Comment trouver du travail à l’étranger quand on accompagne son conjoint expatrié ? C’est la question que nous avons posée à Alix Carnot, Directrice du développement chez Expat Communication, spécialisée dans l’accompagnement de la carrière des expatriés et des conjoints. Elle revient sur ses 15 années d’expatriation avec ce premier constat : si travailler en France quand on est femme et maman paraît naturel, évident, ce n’est pas aussi simple dans la plupart des autres pays. Force est de constater, à l’instar d’Anne-Marie Slaughter, que les femmes ne peuvent pas toujours tout avoir… en même temps
Expatriation.com : Comment avez-vous décidé de partir travailler à l’étranger ?
Alix Carnot – Avec mon mari, on est typiques de la génération « on aura tout ! ». Persuadés qu’une bonne carrière passe par la case expatriation, nous nous sommes toujours dit que le premier qui trouvait du travail, l’autre le suivrait et chercherait du travail sur place. Mon mari a été le premier à avoir un poste à l’étranger.
Expatriation.com : Avez-vous pu trouver du travail facilement ?

━━━━━━━━━━━━━━━━

__Ce que vous ferez__:
1) Répondez à ces questions sur l'entretien :
(a) Quel poste Alix Carnot occupe-t-elle chez Expat Communication ?
(b) Combien d'années d'expatriation a-t-elle vécues ?
(c) Qui a été le premier du couple à obtenir un poste à l'étranger ?
2) Citez mot pour mot le passage de l'entretien qui commence par « Alix Carnot – » et se termine par « travail facilement ? ».
Vous n'aurez pas besoin des enregistrements.

__Matériel fourni__:
━━━━━━━━━━━━━━━━

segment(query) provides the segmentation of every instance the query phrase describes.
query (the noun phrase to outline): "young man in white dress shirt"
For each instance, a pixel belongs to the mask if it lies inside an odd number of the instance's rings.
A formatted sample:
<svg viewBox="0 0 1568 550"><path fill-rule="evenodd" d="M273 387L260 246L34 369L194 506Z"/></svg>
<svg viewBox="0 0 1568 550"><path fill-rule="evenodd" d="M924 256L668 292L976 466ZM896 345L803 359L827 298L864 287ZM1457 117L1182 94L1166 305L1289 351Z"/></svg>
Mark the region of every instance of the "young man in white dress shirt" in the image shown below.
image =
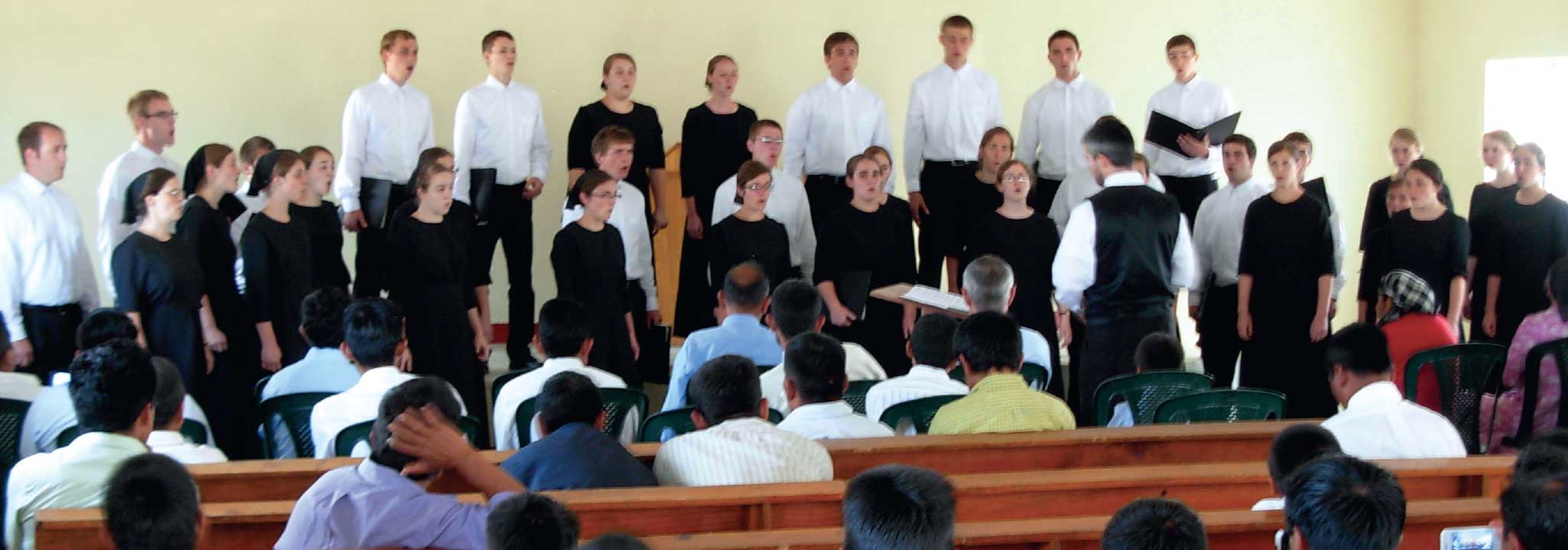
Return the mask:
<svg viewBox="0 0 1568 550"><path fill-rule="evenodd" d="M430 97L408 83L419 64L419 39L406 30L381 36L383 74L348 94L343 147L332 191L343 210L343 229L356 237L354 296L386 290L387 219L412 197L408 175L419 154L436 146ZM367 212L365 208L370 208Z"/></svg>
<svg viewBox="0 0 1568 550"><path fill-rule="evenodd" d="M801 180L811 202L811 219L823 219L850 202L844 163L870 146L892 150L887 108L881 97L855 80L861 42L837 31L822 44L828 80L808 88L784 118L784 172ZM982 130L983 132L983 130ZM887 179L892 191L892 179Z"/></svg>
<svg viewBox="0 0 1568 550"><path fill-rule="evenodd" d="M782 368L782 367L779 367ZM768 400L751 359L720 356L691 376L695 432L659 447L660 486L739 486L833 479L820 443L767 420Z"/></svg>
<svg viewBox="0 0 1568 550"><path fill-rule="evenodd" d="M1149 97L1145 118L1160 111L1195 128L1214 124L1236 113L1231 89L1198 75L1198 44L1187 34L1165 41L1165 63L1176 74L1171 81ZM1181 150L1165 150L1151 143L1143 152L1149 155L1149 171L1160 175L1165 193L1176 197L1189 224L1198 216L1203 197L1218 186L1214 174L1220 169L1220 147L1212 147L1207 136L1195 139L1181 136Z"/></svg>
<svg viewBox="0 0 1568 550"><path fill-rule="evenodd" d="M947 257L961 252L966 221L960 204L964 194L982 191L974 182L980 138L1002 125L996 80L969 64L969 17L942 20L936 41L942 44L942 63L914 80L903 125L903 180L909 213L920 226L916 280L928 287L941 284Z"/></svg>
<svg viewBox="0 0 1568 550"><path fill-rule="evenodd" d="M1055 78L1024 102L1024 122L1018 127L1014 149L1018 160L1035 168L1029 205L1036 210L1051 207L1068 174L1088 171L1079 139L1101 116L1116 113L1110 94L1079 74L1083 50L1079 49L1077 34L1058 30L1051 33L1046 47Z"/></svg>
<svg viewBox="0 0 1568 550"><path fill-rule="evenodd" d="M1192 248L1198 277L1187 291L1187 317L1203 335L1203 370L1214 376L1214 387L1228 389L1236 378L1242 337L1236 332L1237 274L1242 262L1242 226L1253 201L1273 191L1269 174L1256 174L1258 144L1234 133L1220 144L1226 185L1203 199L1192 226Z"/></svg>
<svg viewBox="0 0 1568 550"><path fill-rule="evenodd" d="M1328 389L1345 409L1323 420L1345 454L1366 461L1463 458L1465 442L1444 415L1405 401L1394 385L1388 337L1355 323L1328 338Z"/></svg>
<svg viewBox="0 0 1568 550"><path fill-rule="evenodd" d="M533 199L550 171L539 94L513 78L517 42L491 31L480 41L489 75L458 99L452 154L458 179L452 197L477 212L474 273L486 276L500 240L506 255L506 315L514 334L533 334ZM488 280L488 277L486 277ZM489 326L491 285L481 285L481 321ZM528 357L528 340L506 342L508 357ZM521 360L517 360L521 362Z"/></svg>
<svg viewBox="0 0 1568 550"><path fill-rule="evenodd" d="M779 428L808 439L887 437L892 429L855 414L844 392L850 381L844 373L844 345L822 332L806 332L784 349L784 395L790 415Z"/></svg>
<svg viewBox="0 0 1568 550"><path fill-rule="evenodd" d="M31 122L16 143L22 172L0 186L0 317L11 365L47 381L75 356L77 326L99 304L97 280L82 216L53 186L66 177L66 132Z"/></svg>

━━━━━━━━━━━━━━━━

__Réponses par tâche__:
1)
(a) Directrice du développement.
(b) 15 années.
(c) Son mari.

2)
Alix Carnot – Avec mon mari, on est typiques de la génération « on aura tout ! ». Persuadés qu’une bonne carrière passe par la case expatriation, nous nous sommes toujours dit que le premier qui trouvait du travail, l’autre le suivrait et chercherait du travail sur place. Mon mari a été le premier à avoir un poste à l’étranger.
Expatriation.com : Avez-vous pu trouver du travail facilement ?